# Task statement:
Please retype the stretch of the financial statement excerpt from "Excluded from the" through "would be anti-dilutive." with no changes.

# Page:
_ _ _ _

Net loss                                            $ (3,706)          $(20,088)
Accretion of redemption value of
     redeemable preferred stock
     prior to conversion into
     common stock                                        (67)                --
                                                    --------           --------
Net loss attributable to common
     shareholders                                   $ (3,773)          $(20,088)
                                                    ========           ========



            Excluded from the computation of diluted earnings per share for the
quarter ended March 31, 1998 are options to acquire 7,463,000 shares of common
stock with a weighted-average exercise price of $4.79 and warrants to acquire
674,000 shares of common stock with a weighted-average exercise price of $9.4125
because their effects would be anti-dilutive.

_ _ _ _

Records from a data source:
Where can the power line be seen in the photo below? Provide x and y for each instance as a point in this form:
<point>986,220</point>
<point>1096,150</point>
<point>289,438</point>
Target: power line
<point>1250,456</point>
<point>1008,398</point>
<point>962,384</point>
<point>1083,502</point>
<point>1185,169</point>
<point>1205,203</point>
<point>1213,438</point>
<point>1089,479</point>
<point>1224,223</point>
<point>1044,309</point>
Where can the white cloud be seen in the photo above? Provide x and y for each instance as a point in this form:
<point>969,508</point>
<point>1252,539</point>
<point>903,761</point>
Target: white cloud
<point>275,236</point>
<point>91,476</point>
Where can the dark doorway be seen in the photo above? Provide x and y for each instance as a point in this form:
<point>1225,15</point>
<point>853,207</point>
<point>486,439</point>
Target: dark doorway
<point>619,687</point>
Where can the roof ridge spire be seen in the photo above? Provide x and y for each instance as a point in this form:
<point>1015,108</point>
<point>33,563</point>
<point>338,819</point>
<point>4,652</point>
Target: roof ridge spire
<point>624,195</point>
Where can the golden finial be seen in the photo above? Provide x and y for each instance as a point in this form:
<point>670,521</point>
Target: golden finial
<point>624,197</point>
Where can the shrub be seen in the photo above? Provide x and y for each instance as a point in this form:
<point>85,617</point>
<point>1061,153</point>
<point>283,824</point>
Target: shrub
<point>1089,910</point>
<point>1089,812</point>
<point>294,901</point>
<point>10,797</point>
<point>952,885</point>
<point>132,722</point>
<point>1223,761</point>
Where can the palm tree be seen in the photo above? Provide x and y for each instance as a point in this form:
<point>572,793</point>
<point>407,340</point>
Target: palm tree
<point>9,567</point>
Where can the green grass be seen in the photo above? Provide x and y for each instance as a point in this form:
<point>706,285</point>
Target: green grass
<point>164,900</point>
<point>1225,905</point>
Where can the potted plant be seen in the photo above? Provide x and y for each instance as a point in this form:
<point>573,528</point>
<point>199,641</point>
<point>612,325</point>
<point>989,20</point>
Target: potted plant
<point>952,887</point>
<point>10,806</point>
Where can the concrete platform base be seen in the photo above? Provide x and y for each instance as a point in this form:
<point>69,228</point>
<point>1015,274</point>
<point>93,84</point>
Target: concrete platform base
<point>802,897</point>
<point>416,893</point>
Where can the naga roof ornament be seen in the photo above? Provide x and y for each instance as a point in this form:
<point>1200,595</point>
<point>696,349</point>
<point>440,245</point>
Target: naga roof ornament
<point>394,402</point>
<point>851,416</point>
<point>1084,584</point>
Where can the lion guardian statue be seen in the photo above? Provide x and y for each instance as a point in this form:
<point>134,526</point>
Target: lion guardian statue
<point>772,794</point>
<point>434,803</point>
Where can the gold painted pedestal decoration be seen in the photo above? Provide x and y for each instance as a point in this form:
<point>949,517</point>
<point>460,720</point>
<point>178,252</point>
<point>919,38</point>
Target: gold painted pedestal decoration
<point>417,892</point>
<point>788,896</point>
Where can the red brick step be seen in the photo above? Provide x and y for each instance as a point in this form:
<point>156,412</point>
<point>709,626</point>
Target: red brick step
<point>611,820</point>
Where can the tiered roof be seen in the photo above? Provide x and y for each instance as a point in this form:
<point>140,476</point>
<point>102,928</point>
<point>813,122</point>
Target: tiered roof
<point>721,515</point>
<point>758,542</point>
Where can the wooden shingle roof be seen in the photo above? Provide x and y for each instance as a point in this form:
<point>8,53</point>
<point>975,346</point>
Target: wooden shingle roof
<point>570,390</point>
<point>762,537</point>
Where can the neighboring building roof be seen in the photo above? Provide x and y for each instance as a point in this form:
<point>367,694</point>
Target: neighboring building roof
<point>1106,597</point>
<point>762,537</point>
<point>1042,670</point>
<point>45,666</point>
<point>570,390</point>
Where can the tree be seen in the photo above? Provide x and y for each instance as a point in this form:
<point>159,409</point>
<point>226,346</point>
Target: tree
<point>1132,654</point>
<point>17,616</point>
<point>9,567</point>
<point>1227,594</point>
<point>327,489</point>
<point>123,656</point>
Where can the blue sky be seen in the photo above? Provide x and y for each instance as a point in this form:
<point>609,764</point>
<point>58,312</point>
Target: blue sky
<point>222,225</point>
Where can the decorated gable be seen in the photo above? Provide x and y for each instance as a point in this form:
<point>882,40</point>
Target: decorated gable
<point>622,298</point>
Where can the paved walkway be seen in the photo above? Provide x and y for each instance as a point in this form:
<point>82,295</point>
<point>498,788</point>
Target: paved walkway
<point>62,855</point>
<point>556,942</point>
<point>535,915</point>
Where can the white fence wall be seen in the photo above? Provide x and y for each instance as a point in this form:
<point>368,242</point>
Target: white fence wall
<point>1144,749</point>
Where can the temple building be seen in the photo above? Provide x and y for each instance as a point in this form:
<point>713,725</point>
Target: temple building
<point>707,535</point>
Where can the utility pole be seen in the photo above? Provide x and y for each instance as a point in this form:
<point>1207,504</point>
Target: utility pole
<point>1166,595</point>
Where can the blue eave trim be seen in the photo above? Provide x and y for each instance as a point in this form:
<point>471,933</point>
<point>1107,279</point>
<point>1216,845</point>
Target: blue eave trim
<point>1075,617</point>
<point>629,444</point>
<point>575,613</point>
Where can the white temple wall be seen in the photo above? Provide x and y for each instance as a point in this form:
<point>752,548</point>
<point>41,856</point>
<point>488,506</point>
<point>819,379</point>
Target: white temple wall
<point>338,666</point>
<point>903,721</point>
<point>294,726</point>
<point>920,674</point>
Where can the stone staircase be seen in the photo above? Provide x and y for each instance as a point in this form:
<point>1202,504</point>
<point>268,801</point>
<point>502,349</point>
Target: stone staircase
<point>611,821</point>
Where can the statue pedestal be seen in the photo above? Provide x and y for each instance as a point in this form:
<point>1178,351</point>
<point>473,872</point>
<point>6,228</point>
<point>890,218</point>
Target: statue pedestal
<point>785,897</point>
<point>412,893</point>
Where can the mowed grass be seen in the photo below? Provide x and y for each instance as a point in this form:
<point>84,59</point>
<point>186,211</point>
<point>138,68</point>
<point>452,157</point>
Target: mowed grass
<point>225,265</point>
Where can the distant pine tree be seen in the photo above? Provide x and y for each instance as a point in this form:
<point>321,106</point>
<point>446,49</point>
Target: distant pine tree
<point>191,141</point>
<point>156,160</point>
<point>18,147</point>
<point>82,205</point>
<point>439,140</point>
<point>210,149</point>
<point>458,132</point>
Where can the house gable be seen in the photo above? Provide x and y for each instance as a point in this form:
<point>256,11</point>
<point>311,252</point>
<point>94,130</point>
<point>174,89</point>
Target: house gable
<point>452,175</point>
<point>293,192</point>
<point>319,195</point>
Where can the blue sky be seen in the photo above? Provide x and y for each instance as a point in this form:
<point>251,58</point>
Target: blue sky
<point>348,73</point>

_ _ _ _

# Solution to this problem:
Excluded from the computation of diluted earnings per share for the
quarter ended March 31, 1998 are options to acquire 7,463,000 shares of common
stock with a weighted-average exercise price of $4.79 and warrants to acquire
674,000 shares of common stock with a weighted-average exercise price of $9.4125
because their effects would be anti-dilutive.